::: SOURCE DOCUMENT :::

New America, AEI, Beeck Center Partner with the Tech Talent Project to Release Nine Memos for Efficient, Tech-Supported Government

Blog Post
April 20, 2023

The COVID-19 pandemic exposed the vulnerability of America’s government technology infrastructure— an urgent issue that transcends ideology or partisan affiliation. From communicating vital health data to delivering unemployment benefits, governments at every level found it difficult to meet the public’s needs during that extraordinary period. This week, a series of memos released as a collaboration between four non-partisan organizations (New America, the American Enterprise Institute (AEI), the Beeck Center, and the Tech Talent Project), offers new tools for state governments seeking to improve their use of technology going forward.

From overwhelmed unemployment systems to fragmented and unreliable public health data infrastructure, Americans saw firsthand during COVID how the failure to keep pace with technology can kneecap the government's ability to respond to urgent crises and provide crucial services to those who need them. The impact of this failure is especially felt by the lowest-income Americans, who are disproportionately affected by health and economic crises, yet often lack the time or resources to navigate bad technology or complex government systems.

Even so, the pandemic gave us government technology success stories. It proved surprisingly easy, for example, to use a government website to have free COVID tests sent directly to your door. In many ways, the success of covidtests.gov was notable precisely because the public’s experience with government technology has so often been a letdown. By contrast, the COVID test site offered an attractive glimpse of the kind of efficient and effective interactions that could be possible in a world where the government had a better and more reliable relationship with technology.

At the New Practice Lab, our work bridges the gap between the need to design more family-centered economic security policy and the task of improving the ways in which that policy is delivered on the ground. Too often, the government’s use of and approach to technology has been a barrier in pursuit of that dual mission—but as we have seen, it also has the capacity to become a powerful force multiplier.

:::

◆ TASK INSTRUCTIONS:
a) Print the part of the government technology post from "New America, AEI, Beeck" to "technology going forward.".
b) Please carry on the government technology post from the point where it ends.
The records come from a different source than the government technology post.

::: GIVEN DATA :::

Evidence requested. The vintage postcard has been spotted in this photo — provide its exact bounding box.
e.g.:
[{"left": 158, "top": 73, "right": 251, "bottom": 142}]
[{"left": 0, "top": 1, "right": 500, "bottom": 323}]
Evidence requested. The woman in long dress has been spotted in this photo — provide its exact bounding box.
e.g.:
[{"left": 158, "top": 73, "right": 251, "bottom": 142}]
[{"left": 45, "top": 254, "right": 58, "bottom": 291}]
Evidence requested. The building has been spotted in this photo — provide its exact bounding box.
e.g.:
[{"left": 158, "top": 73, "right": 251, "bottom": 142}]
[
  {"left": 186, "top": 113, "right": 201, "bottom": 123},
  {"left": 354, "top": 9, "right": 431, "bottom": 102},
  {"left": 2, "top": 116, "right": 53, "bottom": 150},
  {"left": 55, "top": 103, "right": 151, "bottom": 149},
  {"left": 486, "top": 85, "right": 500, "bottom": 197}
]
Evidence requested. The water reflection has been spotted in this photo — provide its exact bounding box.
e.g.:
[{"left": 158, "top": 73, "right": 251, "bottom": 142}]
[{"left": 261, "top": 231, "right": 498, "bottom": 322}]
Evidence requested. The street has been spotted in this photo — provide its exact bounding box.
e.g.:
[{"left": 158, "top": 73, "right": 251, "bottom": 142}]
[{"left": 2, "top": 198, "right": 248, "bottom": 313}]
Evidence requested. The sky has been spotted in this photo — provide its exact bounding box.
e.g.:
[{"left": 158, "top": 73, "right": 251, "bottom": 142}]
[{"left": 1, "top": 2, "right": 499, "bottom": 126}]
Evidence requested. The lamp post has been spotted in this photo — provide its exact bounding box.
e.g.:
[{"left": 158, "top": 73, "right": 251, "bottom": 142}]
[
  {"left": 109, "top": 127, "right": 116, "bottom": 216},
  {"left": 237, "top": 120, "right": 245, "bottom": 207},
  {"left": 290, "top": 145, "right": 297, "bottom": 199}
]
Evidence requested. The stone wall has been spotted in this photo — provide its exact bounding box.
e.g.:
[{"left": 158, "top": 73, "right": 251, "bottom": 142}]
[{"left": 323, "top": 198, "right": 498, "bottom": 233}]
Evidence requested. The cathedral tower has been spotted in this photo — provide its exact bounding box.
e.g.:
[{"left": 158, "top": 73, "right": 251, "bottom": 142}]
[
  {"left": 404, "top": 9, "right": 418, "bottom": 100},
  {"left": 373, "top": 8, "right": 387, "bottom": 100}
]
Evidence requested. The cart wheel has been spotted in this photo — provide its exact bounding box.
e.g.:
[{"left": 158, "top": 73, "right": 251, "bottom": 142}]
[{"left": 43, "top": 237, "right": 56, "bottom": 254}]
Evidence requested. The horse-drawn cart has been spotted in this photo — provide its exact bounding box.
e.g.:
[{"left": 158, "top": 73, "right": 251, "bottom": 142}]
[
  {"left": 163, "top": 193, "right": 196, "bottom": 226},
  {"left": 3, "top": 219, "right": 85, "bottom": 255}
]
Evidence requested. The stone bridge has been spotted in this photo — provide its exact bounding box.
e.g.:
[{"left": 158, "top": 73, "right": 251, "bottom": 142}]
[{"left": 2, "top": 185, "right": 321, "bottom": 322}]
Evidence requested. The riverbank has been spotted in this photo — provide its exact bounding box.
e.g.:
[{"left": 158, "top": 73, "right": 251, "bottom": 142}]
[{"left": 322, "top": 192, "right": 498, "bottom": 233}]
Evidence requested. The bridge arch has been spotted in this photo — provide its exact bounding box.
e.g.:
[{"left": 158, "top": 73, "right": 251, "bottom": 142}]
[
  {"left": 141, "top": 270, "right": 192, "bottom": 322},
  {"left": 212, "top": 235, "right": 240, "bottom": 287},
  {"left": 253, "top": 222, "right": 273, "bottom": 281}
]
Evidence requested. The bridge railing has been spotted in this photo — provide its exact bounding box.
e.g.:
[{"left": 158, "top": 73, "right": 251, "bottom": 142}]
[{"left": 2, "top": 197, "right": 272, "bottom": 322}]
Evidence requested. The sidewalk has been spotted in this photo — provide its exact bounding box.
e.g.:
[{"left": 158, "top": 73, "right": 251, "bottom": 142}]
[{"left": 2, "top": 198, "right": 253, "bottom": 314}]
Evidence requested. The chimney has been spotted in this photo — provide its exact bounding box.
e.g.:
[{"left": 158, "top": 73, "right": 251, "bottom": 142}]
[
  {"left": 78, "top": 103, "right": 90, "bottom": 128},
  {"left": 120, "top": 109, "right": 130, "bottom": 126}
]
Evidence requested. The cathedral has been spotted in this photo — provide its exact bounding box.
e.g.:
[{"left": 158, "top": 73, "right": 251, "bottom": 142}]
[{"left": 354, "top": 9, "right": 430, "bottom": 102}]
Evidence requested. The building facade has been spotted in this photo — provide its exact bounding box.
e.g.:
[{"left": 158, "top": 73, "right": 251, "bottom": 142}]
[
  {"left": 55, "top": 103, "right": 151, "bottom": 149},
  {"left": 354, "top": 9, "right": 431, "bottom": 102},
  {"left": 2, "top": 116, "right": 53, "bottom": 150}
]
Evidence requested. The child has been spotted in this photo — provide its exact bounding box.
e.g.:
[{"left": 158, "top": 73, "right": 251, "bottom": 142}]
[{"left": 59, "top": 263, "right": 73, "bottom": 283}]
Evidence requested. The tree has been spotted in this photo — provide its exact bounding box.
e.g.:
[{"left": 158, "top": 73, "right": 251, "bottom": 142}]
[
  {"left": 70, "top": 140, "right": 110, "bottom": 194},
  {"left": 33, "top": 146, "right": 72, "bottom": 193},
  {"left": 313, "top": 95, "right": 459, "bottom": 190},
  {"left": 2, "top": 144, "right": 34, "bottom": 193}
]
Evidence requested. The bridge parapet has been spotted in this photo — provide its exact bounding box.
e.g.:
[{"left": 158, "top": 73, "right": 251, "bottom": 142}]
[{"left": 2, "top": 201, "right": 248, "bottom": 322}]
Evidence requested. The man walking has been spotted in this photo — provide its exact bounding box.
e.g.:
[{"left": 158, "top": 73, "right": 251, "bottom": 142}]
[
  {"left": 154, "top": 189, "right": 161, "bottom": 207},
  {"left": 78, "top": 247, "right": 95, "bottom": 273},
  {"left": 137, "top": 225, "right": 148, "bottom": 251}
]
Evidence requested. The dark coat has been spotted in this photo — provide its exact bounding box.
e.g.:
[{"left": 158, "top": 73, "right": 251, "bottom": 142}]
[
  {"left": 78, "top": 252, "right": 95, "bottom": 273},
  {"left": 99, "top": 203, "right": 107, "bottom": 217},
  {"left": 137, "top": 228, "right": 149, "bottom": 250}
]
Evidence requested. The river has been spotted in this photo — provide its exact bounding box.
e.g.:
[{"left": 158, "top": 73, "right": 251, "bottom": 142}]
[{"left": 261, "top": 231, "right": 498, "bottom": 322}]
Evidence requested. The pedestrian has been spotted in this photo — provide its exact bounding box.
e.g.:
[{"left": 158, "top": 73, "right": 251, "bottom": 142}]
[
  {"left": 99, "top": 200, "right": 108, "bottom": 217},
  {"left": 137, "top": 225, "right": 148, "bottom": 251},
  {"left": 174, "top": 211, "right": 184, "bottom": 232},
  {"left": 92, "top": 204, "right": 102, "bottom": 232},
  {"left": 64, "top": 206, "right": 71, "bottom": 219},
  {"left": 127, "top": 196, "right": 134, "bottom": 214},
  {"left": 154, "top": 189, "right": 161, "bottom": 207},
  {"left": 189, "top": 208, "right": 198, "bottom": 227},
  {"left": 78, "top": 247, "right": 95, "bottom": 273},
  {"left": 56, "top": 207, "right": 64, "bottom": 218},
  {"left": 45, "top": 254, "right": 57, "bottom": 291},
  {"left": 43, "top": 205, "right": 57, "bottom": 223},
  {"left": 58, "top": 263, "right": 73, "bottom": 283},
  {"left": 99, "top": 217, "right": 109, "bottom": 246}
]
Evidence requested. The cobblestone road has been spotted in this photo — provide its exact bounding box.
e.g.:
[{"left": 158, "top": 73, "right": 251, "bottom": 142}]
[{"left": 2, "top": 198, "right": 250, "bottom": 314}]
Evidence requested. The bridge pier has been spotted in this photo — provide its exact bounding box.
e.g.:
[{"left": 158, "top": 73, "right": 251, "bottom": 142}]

:::

◆ ANSWERS:
a)
New America, AEI, Beeck Center Partner with the Tech Talent Project to Release Nine Memos for Efficient, Tech-Supported Government

Blog Post
April 20, 2023

The COVID-19 pandemic exposed the vulnerability of America’s government technology infrastructure— an urgent issue that transcends ideology or partisan affiliation. From communicating vital health data to delivering unemployment benefits, governments at every level found it difficult to meet the public’s needs during that extraordinary period. This week, a series of memos released as a collaboration between four non-partisan organizations (New America, the American Enterprise Institute (AEI), the Beeck Center, and the Tech Talent Project), offers new tools for state governments seeking to improve their use of technology going forward.

b)
The New Practice Lab has tested the use of technology to build in this feedback loop between policy design and policy delivery at the federal and local levels. Early in the pandemic, our team surfaced a series of simple fixes that the Trump Administration used to increase the number of Americans who received automatic COVID-19 stimulus payments through direct deposit. We also helped states like New Jersey identify simple technology and design changes that are now helping thousands of people get access to game changing benefits like parental leave. And we ran a series of discovery sprints with public officials, data scientists, designers and everyday Americans, resulting in a comprehensive playbook for modernizing state unemployment insurance systems. That playbook has now been used by public officials across the country as they work to implement billions in COVID-era funding set aside for this purpose.

Today, thanks to millions of dollars from the American Rescue Plan and the Infrastructure Investment and Jobs Act, state governments have the opportunity to go beyond single policies or programs and adopt a comprehensive approach to an efficient, technology-enabled government. To make sure state leaders have tools to think about capacity, the New Practice Lab partnered with AEI, the Beeck Center, and the Tech Talent Project to compile steps that any new state administration can take in its first 200 days to build state digital capacity and harness the power of public interest technology to better serve local businesses, workers, and families.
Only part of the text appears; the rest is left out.